#### REQUIRED TASK
Please return each line of the material below that contains the string "light", matching case exactly.

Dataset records

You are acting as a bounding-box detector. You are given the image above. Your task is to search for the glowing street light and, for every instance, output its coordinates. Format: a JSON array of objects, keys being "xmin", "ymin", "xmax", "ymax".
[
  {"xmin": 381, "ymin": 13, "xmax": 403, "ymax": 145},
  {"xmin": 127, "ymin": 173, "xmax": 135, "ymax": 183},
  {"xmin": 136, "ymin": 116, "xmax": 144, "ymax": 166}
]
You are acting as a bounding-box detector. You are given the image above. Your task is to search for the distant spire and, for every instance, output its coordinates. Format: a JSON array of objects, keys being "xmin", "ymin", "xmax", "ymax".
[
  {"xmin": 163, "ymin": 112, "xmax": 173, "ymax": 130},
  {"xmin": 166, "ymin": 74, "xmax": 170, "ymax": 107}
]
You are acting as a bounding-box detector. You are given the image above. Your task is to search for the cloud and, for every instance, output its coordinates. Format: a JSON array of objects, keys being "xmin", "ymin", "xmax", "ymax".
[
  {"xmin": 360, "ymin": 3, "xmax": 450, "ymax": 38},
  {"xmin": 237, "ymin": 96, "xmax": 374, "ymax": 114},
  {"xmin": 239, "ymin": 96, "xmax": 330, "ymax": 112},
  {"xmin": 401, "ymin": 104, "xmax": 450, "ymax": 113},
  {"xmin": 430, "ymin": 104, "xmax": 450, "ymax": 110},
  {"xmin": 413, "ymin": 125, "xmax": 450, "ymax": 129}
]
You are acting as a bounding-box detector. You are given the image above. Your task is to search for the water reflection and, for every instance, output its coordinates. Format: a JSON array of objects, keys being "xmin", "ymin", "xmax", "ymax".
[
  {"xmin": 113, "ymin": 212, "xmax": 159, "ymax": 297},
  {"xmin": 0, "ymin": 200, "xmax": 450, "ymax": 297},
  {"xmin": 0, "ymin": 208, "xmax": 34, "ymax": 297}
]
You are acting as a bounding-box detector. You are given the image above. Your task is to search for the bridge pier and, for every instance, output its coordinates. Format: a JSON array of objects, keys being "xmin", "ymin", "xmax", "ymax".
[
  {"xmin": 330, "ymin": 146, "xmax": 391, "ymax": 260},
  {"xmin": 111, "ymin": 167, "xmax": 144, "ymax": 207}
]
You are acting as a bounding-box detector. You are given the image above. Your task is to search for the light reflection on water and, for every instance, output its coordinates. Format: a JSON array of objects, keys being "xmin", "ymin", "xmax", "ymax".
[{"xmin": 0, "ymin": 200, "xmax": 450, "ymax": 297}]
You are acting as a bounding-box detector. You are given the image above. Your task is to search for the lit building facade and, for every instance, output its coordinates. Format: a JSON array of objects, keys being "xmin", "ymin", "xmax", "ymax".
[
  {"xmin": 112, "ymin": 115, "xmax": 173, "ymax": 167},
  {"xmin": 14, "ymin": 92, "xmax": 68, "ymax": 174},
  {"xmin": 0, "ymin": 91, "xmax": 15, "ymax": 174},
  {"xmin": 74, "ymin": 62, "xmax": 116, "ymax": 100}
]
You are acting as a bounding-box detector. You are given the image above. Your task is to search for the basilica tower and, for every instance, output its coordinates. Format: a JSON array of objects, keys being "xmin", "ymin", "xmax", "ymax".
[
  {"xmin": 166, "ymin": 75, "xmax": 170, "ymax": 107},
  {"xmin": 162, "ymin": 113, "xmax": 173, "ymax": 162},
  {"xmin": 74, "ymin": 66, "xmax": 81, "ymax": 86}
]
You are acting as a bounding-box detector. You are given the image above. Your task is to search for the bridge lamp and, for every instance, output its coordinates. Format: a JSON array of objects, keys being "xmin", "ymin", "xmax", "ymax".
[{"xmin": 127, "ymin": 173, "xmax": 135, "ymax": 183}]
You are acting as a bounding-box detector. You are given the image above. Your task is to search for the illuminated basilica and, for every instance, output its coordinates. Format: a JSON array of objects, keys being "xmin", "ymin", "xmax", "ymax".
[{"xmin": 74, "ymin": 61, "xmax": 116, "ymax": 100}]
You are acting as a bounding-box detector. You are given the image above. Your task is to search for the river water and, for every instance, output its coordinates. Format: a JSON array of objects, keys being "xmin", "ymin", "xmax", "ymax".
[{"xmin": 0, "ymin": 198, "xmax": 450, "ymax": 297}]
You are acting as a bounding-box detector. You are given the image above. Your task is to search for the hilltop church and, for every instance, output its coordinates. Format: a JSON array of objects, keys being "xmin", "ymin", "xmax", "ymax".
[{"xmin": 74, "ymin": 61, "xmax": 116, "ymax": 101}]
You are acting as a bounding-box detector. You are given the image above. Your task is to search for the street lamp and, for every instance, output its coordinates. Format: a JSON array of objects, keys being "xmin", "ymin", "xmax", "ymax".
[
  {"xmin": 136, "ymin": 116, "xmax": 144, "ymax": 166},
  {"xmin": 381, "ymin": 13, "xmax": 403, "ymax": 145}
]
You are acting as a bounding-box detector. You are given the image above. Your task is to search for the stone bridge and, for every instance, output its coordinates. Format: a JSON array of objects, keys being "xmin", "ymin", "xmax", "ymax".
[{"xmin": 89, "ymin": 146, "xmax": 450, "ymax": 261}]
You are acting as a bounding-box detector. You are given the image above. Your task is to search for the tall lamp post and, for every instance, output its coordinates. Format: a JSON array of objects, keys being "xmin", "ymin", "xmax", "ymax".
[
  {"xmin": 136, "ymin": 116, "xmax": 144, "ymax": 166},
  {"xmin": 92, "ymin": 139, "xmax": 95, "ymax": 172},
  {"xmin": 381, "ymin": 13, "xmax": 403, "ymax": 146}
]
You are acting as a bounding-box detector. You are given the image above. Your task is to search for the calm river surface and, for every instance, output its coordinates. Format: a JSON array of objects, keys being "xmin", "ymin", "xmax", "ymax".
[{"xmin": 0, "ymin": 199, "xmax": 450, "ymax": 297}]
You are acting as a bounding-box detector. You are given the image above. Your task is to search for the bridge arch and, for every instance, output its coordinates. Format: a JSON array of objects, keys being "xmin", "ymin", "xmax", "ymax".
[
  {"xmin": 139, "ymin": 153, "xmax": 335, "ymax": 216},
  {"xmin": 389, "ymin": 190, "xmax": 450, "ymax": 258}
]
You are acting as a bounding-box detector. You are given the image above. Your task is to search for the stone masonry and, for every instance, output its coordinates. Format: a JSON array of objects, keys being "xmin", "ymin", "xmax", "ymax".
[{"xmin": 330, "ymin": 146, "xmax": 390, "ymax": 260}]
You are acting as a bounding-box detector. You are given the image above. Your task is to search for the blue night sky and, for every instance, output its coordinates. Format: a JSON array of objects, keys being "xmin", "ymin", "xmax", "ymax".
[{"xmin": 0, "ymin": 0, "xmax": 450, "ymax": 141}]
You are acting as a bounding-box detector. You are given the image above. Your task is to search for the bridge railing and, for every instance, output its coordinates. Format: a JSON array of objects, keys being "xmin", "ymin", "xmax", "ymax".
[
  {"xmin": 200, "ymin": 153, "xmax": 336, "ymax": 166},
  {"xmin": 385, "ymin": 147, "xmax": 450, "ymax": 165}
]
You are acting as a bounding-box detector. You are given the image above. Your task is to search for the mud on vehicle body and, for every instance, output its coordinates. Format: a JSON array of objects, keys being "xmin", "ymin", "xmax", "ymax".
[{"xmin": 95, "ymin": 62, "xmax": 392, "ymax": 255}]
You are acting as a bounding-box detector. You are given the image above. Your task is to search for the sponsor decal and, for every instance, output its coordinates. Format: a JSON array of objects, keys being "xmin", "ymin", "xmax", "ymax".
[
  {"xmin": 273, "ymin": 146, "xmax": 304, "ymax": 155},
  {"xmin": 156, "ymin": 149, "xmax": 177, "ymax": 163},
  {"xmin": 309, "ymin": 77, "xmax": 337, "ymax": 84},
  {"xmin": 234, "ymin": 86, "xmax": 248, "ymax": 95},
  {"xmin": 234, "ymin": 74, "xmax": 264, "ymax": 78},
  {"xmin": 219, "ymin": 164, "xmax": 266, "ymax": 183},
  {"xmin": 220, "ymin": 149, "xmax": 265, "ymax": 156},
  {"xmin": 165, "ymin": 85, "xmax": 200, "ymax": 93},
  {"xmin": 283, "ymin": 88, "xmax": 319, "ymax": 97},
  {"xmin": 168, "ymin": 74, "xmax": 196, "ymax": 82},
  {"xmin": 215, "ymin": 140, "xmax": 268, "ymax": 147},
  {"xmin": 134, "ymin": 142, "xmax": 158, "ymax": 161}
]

#### RESULT FOR THIS TASK
You are acting as a bounding-box detector. You are given the image above. Your task is to search for the glowing street light and, for every instance, output its coordinates. Format: a JSON array of objects, keys being "xmin", "ymin", "xmax", "ymax".
You are acting as a bounding-box detector. You are given the image above. Your task is to search for the light reflection on water and, for every instance, output its coordinates. Format: a JSON array of objects, keys being "xmin", "ymin", "xmax", "ymax".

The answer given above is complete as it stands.